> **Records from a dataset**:
+---+
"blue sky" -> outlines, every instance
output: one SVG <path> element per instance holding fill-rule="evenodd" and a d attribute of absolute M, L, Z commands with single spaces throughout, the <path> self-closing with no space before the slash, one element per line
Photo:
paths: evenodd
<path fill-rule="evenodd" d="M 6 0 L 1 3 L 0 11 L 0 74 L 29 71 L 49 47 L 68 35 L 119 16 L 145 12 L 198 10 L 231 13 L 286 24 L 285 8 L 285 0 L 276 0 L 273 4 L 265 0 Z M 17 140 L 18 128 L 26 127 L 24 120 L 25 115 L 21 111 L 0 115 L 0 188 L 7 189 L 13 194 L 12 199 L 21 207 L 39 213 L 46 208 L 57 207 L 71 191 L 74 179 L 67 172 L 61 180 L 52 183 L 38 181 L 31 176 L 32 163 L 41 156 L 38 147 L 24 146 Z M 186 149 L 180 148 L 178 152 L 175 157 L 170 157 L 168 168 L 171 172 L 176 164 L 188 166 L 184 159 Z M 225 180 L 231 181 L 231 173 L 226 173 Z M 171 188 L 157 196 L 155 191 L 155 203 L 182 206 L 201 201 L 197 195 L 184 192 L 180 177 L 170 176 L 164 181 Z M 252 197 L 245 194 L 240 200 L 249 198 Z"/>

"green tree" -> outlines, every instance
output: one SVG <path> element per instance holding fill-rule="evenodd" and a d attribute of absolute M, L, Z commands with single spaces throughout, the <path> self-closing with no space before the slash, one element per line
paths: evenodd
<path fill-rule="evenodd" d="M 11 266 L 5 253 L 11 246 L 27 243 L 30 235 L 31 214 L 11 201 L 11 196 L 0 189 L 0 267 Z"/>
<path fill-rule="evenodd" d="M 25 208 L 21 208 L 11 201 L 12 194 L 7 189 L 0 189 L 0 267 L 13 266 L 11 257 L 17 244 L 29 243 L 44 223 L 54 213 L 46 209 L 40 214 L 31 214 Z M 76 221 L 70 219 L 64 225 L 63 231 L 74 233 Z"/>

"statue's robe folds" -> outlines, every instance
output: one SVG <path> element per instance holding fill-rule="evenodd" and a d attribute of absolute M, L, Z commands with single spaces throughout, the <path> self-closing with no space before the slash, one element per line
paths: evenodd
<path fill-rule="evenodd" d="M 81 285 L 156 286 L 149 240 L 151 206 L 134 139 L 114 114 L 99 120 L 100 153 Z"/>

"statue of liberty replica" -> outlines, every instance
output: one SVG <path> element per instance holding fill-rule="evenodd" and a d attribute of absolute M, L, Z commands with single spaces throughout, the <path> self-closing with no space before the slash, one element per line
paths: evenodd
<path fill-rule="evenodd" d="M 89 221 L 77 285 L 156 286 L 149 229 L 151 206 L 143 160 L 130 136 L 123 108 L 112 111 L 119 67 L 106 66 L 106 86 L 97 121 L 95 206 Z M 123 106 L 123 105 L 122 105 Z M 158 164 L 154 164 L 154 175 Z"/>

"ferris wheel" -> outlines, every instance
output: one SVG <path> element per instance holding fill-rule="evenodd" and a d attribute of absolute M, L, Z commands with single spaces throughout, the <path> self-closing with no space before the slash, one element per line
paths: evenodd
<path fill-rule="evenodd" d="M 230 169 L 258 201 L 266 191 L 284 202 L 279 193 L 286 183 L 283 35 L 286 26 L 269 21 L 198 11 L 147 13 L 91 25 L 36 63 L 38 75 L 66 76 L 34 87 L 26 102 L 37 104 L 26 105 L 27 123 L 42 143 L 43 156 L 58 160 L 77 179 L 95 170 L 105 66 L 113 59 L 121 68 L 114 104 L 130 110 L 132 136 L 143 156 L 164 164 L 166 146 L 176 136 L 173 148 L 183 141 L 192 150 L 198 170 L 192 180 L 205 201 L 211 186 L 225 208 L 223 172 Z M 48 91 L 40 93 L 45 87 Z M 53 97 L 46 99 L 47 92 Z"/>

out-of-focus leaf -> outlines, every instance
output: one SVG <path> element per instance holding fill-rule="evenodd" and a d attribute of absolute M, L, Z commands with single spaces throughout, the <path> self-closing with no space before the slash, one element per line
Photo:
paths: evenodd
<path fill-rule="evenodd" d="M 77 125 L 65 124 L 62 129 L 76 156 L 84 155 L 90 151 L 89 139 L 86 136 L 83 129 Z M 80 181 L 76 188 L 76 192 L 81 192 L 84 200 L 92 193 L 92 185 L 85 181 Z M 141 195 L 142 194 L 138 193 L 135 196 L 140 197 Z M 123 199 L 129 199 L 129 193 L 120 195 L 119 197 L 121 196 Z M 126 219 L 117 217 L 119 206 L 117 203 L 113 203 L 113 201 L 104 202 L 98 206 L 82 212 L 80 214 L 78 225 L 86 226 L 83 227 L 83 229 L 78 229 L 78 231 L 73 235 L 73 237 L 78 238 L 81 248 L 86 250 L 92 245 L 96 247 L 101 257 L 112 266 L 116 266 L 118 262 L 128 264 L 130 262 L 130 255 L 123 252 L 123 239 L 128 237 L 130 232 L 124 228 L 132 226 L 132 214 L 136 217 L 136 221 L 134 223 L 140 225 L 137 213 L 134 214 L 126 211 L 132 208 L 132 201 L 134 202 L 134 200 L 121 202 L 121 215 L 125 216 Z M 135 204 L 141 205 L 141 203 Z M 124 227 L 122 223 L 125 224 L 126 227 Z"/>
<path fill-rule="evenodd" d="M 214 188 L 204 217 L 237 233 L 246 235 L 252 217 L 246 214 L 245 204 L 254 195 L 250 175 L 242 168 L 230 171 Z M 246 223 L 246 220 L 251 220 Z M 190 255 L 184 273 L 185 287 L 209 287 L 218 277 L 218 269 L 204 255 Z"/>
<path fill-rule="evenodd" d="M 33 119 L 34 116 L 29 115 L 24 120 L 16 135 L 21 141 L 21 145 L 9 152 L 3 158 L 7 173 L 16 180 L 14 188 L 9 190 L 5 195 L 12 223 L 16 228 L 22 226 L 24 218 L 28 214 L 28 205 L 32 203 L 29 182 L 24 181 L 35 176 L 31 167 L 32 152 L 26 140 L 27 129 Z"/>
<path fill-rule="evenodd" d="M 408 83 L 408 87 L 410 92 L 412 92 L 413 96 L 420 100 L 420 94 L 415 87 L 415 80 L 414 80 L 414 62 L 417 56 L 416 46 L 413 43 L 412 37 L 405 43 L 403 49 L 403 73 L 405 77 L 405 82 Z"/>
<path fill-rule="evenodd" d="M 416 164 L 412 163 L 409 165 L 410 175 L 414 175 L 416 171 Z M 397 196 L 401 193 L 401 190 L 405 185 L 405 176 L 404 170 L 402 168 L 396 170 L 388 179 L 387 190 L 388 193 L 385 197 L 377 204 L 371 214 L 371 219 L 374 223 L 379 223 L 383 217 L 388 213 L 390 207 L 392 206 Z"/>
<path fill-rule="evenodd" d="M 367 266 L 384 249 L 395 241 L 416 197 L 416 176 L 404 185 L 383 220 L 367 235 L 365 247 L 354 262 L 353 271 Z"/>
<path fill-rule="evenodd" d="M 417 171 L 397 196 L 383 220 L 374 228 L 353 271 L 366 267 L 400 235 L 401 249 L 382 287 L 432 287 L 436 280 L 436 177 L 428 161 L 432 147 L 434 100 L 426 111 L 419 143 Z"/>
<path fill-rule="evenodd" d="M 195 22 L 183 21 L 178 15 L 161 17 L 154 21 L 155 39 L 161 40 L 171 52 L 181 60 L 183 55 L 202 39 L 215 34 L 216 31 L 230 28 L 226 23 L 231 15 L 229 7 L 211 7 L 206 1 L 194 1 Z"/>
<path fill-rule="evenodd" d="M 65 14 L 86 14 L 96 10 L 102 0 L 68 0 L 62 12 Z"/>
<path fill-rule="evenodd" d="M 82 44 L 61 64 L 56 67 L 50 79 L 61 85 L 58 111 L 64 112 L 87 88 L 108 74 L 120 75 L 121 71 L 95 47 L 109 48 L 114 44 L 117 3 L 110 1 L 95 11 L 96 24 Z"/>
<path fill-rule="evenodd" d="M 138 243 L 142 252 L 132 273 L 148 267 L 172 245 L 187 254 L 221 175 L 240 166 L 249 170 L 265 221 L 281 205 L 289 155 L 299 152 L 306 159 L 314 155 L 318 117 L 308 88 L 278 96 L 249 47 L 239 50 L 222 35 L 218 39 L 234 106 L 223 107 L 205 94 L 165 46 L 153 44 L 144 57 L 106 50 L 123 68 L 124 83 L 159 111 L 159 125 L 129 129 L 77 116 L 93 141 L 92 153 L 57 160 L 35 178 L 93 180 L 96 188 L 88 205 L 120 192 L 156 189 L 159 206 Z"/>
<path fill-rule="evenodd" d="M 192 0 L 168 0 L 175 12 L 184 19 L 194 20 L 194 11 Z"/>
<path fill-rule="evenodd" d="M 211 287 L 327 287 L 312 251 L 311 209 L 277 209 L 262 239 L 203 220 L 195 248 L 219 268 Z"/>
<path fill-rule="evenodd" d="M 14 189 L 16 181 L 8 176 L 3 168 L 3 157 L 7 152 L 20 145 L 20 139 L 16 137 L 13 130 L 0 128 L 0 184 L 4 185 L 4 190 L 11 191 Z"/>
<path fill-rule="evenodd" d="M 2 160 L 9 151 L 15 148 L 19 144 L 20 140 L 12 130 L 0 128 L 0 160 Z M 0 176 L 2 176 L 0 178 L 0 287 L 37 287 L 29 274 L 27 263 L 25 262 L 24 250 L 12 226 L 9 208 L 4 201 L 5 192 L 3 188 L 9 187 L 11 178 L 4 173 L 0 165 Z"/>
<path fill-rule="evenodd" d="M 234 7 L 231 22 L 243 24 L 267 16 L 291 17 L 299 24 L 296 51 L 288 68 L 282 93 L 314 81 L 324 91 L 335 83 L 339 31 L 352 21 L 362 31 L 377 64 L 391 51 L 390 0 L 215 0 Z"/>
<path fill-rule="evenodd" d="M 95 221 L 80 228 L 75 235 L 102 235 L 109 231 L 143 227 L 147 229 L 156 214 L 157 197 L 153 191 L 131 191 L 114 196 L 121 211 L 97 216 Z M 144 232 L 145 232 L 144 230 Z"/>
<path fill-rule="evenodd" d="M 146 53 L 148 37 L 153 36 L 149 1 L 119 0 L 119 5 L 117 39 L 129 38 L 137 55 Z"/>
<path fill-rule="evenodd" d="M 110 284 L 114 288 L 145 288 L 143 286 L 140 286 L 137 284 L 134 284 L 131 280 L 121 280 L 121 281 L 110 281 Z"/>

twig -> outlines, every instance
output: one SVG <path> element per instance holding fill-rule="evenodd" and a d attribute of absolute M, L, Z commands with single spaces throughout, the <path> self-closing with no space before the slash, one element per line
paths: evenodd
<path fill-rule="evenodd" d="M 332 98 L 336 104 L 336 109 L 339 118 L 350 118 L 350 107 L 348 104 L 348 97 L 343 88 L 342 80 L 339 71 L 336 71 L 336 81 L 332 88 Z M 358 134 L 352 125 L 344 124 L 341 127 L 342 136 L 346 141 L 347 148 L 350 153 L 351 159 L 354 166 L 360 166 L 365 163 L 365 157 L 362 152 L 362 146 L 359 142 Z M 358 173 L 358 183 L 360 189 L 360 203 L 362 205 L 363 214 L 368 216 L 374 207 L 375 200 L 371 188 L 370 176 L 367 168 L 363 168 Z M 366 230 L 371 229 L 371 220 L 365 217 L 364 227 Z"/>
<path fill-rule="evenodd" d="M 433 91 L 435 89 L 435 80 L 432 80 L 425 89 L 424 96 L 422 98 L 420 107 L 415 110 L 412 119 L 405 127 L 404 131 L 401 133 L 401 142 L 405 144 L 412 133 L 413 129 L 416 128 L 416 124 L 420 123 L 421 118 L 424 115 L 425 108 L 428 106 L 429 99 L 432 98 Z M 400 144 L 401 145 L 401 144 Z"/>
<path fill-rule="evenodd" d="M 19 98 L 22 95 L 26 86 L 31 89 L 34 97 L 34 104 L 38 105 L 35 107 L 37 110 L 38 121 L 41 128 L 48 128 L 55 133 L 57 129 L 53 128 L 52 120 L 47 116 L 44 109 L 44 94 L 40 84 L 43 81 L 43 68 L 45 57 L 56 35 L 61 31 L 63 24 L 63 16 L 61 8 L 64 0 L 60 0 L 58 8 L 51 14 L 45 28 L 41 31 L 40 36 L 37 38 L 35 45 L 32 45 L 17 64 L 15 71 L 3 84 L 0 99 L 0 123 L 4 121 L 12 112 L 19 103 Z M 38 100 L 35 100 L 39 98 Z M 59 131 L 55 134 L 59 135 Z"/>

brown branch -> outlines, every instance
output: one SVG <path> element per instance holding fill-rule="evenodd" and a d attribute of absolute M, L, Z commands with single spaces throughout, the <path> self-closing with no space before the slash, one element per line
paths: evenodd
+---+
> **Task to complete**:
Copy out the records word for word, starting at the very first line and going on through the line with "68 35 L 119", with both of those lines included.

> **Output for this task**:
"blue sky" -> outlines, every instance
output: one SVG <path> element per instance holding fill-rule="evenodd" and a d attribute of absolute M, L, Z commands with single spaces throughout, the <path> self-closing with no space before the slash, one element per line
Photo:
paths: evenodd
<path fill-rule="evenodd" d="M 6 0 L 1 3 L 0 11 L 0 74 L 29 71 L 49 47 L 68 35 L 119 16 L 145 12 L 198 10 L 231 13 L 286 24 L 285 8 L 285 0 L 276 0 L 273 4 L 265 0 Z M 17 140 L 18 128 L 26 127 L 24 120 L 25 115 L 21 111 L 0 115 L 0 188 L 7 189 L 13 194 L 12 199 L 21 207 L 39 213 L 46 208 L 57 207 L 71 191 L 74 179 L 67 172 L 61 180 L 52 183 L 38 181 L 31 176 L 32 163 L 41 156 L 38 147 L 24 146 Z M 186 149 L 180 148 L 178 152 L 175 157 L 170 157 L 168 168 L 171 172 L 176 164 L 188 166 L 184 159 Z M 225 180 L 231 181 L 231 173 L 226 173 Z M 171 188 L 157 196 L 155 191 L 155 203 L 182 206 L 201 201 L 197 195 L 184 192 L 180 177 L 170 176 L 164 181 Z M 252 197 L 245 194 L 240 200 L 249 198 Z"/>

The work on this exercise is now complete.